It’s 2 a.m. and I’m sloshing across deep snow to find the perfect spot for the female GSP to pee. Not any spot will do. I’m barely dressed–no socks, bare feet in the Hub’s boots, pj bottoms and a fleece jacket. Not something I’d want to be seen in, but who’s going to see me at this hour in Elmira, Idaho? All I want to do is go back to bed so the fewer layers to disrobe, the quicker I can slumber.

The male yanks his leash hard and I go down like a shot elk. The snow gives way beneath me and I discover how deep it is and what it is like to flounder in shaved ice. Don’t panic. Not yet. You know, the deluded phrases we repeat like prayers to climb a steep hill or exit a tight fix. I’m drowning in snow and somehow, I still have hold of the leashes that are poor lifelines.

First, I stop thrashing. Panic has only buried me deeper in the pile. Second, I try to roll to my side. Once I’m successful, I try to press up, but my hand punches deeper into the snow. What is this bottomless frozen pit?  Like a side-winding Arctic crab, I punch, pull and crawl until at last I press down on a harder frozen patch.

Request A =
From the late-night snow passage above, extract the text word for word, starting with "It’s 2 a.m." and ending after "I can slumber.".
Request B =
In the late-night snow passage, in what town is the walk with the dogs taking place?

Given data =

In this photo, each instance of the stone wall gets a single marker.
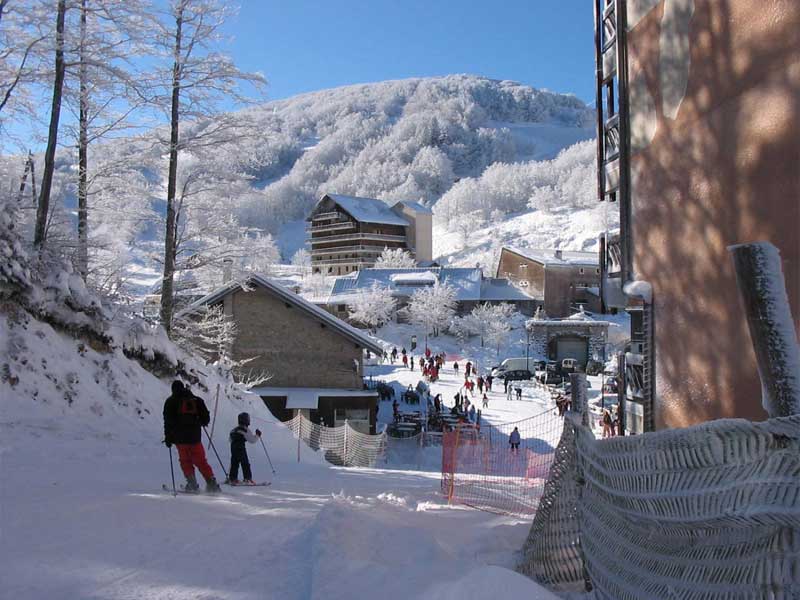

Task answer A =
It’s 2 a.m. and I’m sloshing across deep snow to find the perfect spot for the female GSP to pee. Not any spot will do. I’m barely dressed–no socks, bare feet in the Hub’s boots, pj bottoms and a fleece jacket. Not something I’d want to be seen in, but who’s going to see me at this hour in Elmira, Idaho? All I want to do is go back to bed so the fewer layers to disrobe, the quicker I can slumber.

Task answer B =
Elmira, Idaho